[TASK INSTRUCTIONS]: Please print the full listing exactly.

Named object pointing entries:
*****
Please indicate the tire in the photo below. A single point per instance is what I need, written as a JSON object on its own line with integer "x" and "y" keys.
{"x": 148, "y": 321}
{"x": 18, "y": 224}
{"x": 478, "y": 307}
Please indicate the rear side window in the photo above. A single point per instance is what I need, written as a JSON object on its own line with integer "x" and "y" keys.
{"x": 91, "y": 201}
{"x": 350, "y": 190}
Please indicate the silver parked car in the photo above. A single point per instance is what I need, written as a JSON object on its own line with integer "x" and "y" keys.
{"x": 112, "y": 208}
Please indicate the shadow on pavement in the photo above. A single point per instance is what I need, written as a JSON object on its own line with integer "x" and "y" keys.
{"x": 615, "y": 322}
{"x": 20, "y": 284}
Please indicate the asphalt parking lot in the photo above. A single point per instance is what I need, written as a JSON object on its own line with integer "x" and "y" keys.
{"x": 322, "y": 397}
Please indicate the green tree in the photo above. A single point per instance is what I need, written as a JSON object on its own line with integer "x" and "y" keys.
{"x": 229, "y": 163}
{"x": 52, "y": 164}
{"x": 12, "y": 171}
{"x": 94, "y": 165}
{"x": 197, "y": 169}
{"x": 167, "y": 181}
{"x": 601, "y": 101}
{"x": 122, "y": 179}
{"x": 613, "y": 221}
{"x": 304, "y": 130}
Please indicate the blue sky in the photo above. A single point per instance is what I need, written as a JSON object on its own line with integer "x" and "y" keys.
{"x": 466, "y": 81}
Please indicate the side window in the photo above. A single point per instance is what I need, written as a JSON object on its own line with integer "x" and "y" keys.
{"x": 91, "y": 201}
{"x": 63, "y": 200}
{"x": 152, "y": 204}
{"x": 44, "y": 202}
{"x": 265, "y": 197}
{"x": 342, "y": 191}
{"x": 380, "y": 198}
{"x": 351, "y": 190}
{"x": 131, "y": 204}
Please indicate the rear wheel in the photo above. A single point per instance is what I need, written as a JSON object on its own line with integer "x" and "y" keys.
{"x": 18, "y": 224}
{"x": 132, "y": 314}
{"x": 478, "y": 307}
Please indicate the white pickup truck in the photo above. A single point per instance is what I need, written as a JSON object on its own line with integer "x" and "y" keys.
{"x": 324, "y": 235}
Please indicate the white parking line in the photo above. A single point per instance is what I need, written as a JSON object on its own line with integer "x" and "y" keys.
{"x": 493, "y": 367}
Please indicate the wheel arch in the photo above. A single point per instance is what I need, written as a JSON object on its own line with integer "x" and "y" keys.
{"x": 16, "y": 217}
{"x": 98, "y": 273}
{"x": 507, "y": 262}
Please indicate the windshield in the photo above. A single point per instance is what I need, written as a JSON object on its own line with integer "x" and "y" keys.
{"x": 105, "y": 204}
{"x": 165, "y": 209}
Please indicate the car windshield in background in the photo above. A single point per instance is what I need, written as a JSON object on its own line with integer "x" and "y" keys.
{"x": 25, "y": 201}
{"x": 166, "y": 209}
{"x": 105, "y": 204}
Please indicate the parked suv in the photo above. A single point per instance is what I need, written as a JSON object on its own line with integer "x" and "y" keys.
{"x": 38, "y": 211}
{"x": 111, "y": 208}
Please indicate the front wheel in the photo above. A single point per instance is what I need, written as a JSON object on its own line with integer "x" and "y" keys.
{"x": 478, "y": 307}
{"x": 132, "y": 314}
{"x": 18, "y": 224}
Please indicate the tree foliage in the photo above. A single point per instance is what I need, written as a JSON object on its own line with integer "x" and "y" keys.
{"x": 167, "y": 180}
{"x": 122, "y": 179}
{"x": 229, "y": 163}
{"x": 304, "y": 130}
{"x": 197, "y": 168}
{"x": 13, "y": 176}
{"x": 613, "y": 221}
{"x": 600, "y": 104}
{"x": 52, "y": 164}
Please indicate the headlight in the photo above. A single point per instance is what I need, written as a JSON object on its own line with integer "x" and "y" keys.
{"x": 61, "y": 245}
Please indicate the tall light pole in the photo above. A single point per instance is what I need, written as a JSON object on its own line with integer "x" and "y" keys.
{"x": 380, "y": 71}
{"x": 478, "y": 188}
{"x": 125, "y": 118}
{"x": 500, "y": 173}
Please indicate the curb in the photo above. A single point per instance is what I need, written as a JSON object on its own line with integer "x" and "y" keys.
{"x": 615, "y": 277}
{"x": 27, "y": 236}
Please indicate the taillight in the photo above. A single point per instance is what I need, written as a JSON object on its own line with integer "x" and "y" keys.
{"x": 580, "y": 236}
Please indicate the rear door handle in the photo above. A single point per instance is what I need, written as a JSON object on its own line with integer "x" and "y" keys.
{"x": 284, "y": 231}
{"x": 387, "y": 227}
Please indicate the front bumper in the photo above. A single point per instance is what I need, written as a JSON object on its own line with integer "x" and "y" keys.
*****
[EXERCISE RESPONSE]:
Please indicate the tire in the photo below. A single point per instance is what I need, written as a JSON object on its own line with integer "x" and "y" keys.
{"x": 148, "y": 321}
{"x": 18, "y": 224}
{"x": 478, "y": 307}
Please indicate the rear side window in the photo above. A single point per instance is what I need, written as a JSON object on its own line with integer "x" and "y" keys.
{"x": 91, "y": 201}
{"x": 350, "y": 190}
Please indicate the silver parked car in the photo above. A single point per instance is what I need, written as a JSON object on its own line with integer "x" and "y" keys.
{"x": 112, "y": 208}
Please indicate the shadow on pavement in the photo above. A single point per instance is what I need, written as a JSON object on its own line with integer "x" and "y" keys.
{"x": 615, "y": 322}
{"x": 20, "y": 284}
Please indicate the asphalt parking lot in the photo above. A single point per instance is what I need, written as a JSON object on its own line with integer "x" and "y" keys.
{"x": 322, "y": 397}
Please indicate the green tree in the photo above. A single point per instance is what I need, written as a JSON object on its own line with integer "x" and "y" keys.
{"x": 229, "y": 163}
{"x": 52, "y": 164}
{"x": 12, "y": 171}
{"x": 94, "y": 165}
{"x": 197, "y": 169}
{"x": 167, "y": 181}
{"x": 601, "y": 101}
{"x": 122, "y": 179}
{"x": 613, "y": 221}
{"x": 304, "y": 130}
Please indicate the blue sky in the photo above. A single point per instance is what I need, written as a JSON object on its own line with integer "x" and "y" keys.
{"x": 466, "y": 81}
Please indicate the side window in the photo above. A single point per instance is what I need, written as a JSON object on its own line with integer "x" and "y" keys.
{"x": 91, "y": 201}
{"x": 63, "y": 200}
{"x": 152, "y": 204}
{"x": 44, "y": 202}
{"x": 265, "y": 197}
{"x": 342, "y": 191}
{"x": 380, "y": 198}
{"x": 351, "y": 190}
{"x": 131, "y": 204}
Please indicate the rear wheel in the photo above. A single point per instance is what I need, written as a JSON object on its own line with integer "x" and "y" keys.
{"x": 18, "y": 224}
{"x": 132, "y": 314}
{"x": 478, "y": 307}
Please indicate the white pickup truck in the photo above. A single point per instance is what I need, written as a JSON object on its own line with integer "x" and "y" keys.
{"x": 324, "y": 235}
Please indicate the white parking line in the photo above. A single point per instance is what I need, written as a JSON object on its own line with integer "x" and "y" keys.
{"x": 493, "y": 367}
Please indicate the wheel arch in the photo above. A single point per instance is what I need, written as a JSON object on its own line with integer "x" and "y" keys.
{"x": 16, "y": 217}
{"x": 98, "y": 273}
{"x": 507, "y": 262}
Please indicate the windshield in the photo above. A single point per instance is what I need, written as a JSON object on its own line with integer "x" and "y" keys.
{"x": 105, "y": 204}
{"x": 165, "y": 209}
Please indicate the car windshield in background in the photo above. A single point per instance is what I need, written as a JSON object on its own line with integer "x" and "y" keys.
{"x": 25, "y": 201}
{"x": 166, "y": 209}
{"x": 105, "y": 204}
Please indicate the parked suv in the photo above. A single point per instance is what I need, written as a JSON object on its own line with integer "x" and "y" keys.
{"x": 38, "y": 211}
{"x": 111, "y": 208}
Please indicate the front wheel in the photo above. A single point per instance is what I need, written as a JSON object on its own line with integer "x" and "y" keys.
{"x": 478, "y": 307}
{"x": 132, "y": 314}
{"x": 18, "y": 224}
Please indicate the tree foliage in the photo above. A single point per instance is what I need, written as a JSON object on its own line with integer "x" and "y" keys.
{"x": 167, "y": 180}
{"x": 122, "y": 179}
{"x": 229, "y": 163}
{"x": 304, "y": 130}
{"x": 197, "y": 168}
{"x": 13, "y": 176}
{"x": 613, "y": 221}
{"x": 600, "y": 104}
{"x": 52, "y": 164}
Please indicate the headlight in the photo above. A single point per instance is what I need, written as a JSON object on its own line with integer "x" and "y" keys.
{"x": 61, "y": 245}
Please indicate the tall light pole in the photo above. A single point per instance is what I need, written as a JSON object on its own line with integer "x" and "y" keys.
{"x": 380, "y": 71}
{"x": 478, "y": 188}
{"x": 125, "y": 118}
{"x": 500, "y": 173}
Please indicate the curb in the photo above. A single point per instance is what I need, written as a JSON object on its own line with integer "x" and "y" keys.
{"x": 615, "y": 277}
{"x": 27, "y": 236}
Please indicate the taillight in the photo above. A single point per instance is what I need, written as a JSON object on its own line with integer "x" and "y" keys.
{"x": 580, "y": 236}
Please indicate the rear door handle in the photo above. A single point per instance is what I need, written as a JSON object on its own line with integer "x" and "y" keys.
{"x": 284, "y": 231}
{"x": 387, "y": 227}
Please indicate the front bumper in the photo above. A single point per instance is what I need, written as a JSON object on its own line with integer "x" and "y" keys.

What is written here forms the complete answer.